GESTELLTE AUFGABE 1: Welche Summe übertraf der Auftragseingang im Gesamtjahr 2018 laut dem Textauszug über SAP erstmals?

McDermott geht den Weg des Wachstums in der Cloud unbeirrt weiter. Zuletzt wuchs der Konzern vor allem dank der Nachfrage hier stark - das soll sich nach der Planung fortsetzen. Der Auftragseingang habe im Gesamtjahr 2018 erstmals 10 Milliarden Euro übertroffen, sagte Mucic. "Durch diese ausgezeichnete Geschäftsentwicklung sind wir bestens für weiterhin starkes profitables Wachstum im Jahr 2019 und darüber hinaus aufgestellt."
Angetrieben wird SAP dabei auch von den beiden milliardenschweren Übernahmen der Firmen Callidus und Qualtrics im vergangenen Jahr. Zukäufe in dieser Grössenordnung plant SAP nach den Worten von Chef McDermott in den nächsten ein bis zwei Jahren erst einmal nicht mehr, zunächst sollen Schulden abgebaut werden.

SAP vs Salesforce

Mit den Übernahmen wildert SAP vor allem im Bereich mit Software für den Vertrieb von Unternehmen (CRM) - eine Domäne des US-Konkurrenten Salesforce. "Wir sind sehr entschlossen, den Markt mit CRM-Software aufzumischen", sagte McDermott im Gespräch mit den Nachrichtenagenturen dpa und dpa-AFX.
Der Amerikaner sieht auch angesichts der aufziehenden Konjunktursorgen rund um einen möglicherweise ungeordneten Brexit oder eine Schwäche in China eher keine grossen Schwierigkeiten für das Unternehmen. "Kein Unternehmen ist vollkommen immun gegen einen Weltwirtschaftsabschwung. Aber SAP ist widerstandsfähiger als andere." Ausserdem setze er weiter grosse Stücke auf China als Markt.
Bis 2023 will der Konzern den Umsatz mit der Cloud verdreifachen, schon 2019 soll das Geschäft währungsbereinigt mit bis zu 39 Prozent stärker wachsen - mehr als Analysten es SAP zugetraut hatten. Der wertvollste deutsche Konzern will in diesem Jahr dann auch seine Profitabilität steigern, das operative Ergebnis soll mit 7,5 bis 11,5 Prozent währungsbereinigt schneller wachsen als der Gesamtumsatz. Für 2020 planen die Walldorfer auch dank der Zukäufe nun ebenfalls mehr Geschäft ein.

Gespeicherte Einträge:
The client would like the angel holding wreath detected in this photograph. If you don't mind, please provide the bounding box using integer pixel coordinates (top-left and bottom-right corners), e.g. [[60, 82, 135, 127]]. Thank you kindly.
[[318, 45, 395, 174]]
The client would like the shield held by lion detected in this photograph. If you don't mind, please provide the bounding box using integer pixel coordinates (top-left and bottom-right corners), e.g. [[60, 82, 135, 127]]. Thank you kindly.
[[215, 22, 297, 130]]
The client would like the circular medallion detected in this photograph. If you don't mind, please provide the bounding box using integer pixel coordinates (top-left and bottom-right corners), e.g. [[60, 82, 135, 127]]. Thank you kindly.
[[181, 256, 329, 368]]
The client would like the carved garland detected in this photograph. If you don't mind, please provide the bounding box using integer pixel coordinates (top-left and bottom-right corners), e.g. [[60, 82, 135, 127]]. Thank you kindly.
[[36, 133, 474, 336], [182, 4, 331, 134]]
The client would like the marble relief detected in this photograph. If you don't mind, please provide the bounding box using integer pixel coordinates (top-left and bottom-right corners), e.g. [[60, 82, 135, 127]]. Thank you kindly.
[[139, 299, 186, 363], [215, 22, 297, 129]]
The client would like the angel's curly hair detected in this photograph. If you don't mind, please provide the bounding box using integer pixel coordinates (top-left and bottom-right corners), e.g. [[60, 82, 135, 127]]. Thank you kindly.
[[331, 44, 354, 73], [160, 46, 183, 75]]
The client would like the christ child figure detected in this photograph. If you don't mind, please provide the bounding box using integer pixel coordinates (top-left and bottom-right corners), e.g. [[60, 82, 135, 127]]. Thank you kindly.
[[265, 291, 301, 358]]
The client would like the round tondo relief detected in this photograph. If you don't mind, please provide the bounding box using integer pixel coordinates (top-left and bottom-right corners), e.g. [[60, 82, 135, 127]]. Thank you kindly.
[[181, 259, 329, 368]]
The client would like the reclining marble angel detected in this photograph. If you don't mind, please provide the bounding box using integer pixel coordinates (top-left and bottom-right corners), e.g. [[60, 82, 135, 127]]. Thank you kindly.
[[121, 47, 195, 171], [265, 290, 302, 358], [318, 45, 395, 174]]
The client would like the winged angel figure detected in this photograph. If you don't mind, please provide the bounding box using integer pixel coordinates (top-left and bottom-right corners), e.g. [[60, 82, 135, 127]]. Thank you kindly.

GESTELLTE AUFGABE 2: Schreibe die Zeilen der gespeicherten Einträge wortgetreu ab, vom Beginn der Einträge bis einschließlich der Zeile, die "[[265, 291, 301, 358]]" enthält.

KORREKTE AUSGABE 1: 10 Milliarden Euro.

KORREKTE AUSGABE 2:
The client would like the angel holding wreath detected in this photograph. If you don't mind, please provide the bounding box using integer pixel coordinates (top-left and bottom-right corners), e.g. [[60, 82, 135, 127]]. Thank you kindly.
[[318, 45, 395, 174]]
The client would like the shield held by lion detected in this photograph. If you don't mind, please provide the bounding box using integer pixel coordinates (top-left and bottom-right corners), e.g. [[60, 82, 135, 127]]. Thank you kindly.
[[215, 22, 297, 130]]
The client would like the circular medallion detected in this photograph. If you don't mind, please provide the bounding box using integer pixel coordinates (top-left and bottom-right corners), e.g. [[60, 82, 135, 127]]. Thank you kindly.
[[181, 256, 329, 368]]
The client would like the carved garland detected in this photograph. If you don't mind, please provide the bounding box using integer pixel coordinates (top-left and bottom-right corners), e.g. [[60, 82, 135, 127]]. Thank you kindly.
[[36, 133, 474, 336], [182, 4, 331, 134]]
The client would like the marble relief detected in this photograph. If you don't mind, please provide the bounding box using integer pixel coordinates (top-left and bottom-right corners), e.g. [[60, 82, 135, 127]]. Thank you kindly.
[[139, 299, 186, 363], [215, 22, 297, 129]]
The client would like the angel's curly hair detected in this photograph. If you don't mind, please provide the bounding box using integer pixel coordinates (top-left and bottom-right corners), e.g. [[60, 82, 135, 127]]. Thank you kindly.
[[331, 44, 354, 73], [160, 46, 183, 75]]
The client would like the christ child figure detected in this photograph. If you don't mind, please provide the bounding box using integer pixel coordinates (top-left and bottom-right corners), e.g. [[60, 82, 135, 127]]. Thank you kindly.
[[265, 291, 301, 358]]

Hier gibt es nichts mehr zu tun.